- _Source text_

On 6 December, Chinese military aircraft locked radar on Japanese Air Self-Defense Force fighter jets near Okinawa. The Defense Ministry claimed People's Liberation Army Air Force J-15 jets took off from the Chinese carrier Liaoning and “intermittently” latched its radar on Japanese F-15 fighter jets on two occasions for about three minutes. Koizumi protested the incident, calling it a “a dangerous act that exceeded the scope necessary for safe aircraft operations.” The following day, Koizumi met with Australian Defense Minister Richard Marles, who described the situation as “worrying”. The two agreed to deepen security cooperation, and expressed optimism about the Australian Navy’s plan to introduce an upgraded version of the Japanese Maritime Self-Defense Force’s Mogami-class frigate. During the meeting, Marles and Koizumi announcing the launching of a “framework for strategic defense coordination”. A few days following the radar incident, Koizumi said Japan would monitoring activities and discussed the issue with Pete Hegseth during a phone call.

- _Work to complete_
Continue the passage on the radar incident near Okinawa, starting after its last sentence.

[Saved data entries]
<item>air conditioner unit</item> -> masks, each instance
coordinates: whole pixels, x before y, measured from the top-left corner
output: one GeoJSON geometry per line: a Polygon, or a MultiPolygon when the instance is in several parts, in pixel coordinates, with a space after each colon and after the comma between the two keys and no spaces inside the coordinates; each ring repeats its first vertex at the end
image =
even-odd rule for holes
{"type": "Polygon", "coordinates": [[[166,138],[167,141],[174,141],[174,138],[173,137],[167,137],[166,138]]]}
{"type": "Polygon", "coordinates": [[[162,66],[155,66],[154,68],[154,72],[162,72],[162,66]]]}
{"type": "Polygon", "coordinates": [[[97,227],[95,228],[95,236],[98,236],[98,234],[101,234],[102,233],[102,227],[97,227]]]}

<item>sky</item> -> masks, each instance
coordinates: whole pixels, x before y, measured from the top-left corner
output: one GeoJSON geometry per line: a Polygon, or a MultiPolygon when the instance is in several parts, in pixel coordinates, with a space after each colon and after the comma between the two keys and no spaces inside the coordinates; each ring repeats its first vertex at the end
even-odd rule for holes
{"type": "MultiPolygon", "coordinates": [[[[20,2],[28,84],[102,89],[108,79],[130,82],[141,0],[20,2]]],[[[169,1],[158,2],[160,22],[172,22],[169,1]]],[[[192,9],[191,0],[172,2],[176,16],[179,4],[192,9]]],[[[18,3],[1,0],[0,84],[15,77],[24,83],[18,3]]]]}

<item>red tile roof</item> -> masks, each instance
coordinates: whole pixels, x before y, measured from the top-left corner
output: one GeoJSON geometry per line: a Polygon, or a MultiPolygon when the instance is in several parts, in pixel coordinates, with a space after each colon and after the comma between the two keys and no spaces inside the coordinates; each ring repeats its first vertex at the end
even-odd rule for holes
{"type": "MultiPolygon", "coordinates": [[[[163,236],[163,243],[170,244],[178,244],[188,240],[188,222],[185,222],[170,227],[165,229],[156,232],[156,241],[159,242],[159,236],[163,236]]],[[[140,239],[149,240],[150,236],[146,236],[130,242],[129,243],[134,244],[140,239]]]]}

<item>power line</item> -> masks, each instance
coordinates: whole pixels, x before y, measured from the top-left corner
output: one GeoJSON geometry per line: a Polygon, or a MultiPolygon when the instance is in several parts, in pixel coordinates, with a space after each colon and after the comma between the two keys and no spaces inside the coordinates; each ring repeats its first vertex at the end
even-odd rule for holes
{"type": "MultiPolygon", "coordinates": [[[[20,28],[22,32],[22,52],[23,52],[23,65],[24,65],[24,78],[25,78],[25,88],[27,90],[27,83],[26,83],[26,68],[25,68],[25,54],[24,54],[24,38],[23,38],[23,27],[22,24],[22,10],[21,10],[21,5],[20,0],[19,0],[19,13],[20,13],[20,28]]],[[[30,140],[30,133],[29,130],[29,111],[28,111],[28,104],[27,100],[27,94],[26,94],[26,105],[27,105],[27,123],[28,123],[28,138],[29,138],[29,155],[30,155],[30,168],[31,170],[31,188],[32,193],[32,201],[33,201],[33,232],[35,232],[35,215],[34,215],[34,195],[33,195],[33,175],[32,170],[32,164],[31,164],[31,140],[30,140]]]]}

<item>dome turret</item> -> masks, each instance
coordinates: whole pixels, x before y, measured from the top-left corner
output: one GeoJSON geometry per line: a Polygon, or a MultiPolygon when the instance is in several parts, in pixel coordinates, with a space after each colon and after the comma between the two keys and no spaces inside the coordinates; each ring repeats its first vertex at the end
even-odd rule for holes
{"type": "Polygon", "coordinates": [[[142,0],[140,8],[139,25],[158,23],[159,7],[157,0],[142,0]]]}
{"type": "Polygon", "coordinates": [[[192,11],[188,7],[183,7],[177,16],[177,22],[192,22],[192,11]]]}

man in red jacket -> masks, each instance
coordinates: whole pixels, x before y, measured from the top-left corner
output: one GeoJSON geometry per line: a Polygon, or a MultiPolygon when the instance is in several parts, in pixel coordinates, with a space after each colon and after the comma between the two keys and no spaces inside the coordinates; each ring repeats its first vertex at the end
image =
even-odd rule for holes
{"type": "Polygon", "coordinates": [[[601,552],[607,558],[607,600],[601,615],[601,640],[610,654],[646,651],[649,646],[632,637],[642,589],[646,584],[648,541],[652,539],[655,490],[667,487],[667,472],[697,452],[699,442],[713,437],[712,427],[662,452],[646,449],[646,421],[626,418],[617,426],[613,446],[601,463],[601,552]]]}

- _Result of this task_
In January 2026, embarked on a visit to Washington D.C. where he met with Pete Hegseth for the second time. The two worked out in a gym alongside US military personnel. When meeting with Hegseth, Koizumi described the US-Japan alliance as “unshakeable”. He later visited the Japanese consulate in Los Angeles to mark the 15th anniversary of Operation Tomodachi. Before arriving in the continental United States, Koizumi traveled to Hawaii with U.S. Ambassador to Japan George Glass and spoke at the Honolulu Defense Forum. Later in January, het with South Korean Defense Minister Ahn Gyu-back in Koizumi’s home prefecture of Kanagawa, as part of the “shuttle diplomacy” established during the Fumio Kishida administration. The two agreed to promote the denuclearization of the Korean Peninsula and to upgrade defence cooperation, and reiterated commitment to trilateral cooperation with the United States. After the meeting, the two played a friendly game of table tennis, apparently after Koizumi learned Ahn enjoyed the sport.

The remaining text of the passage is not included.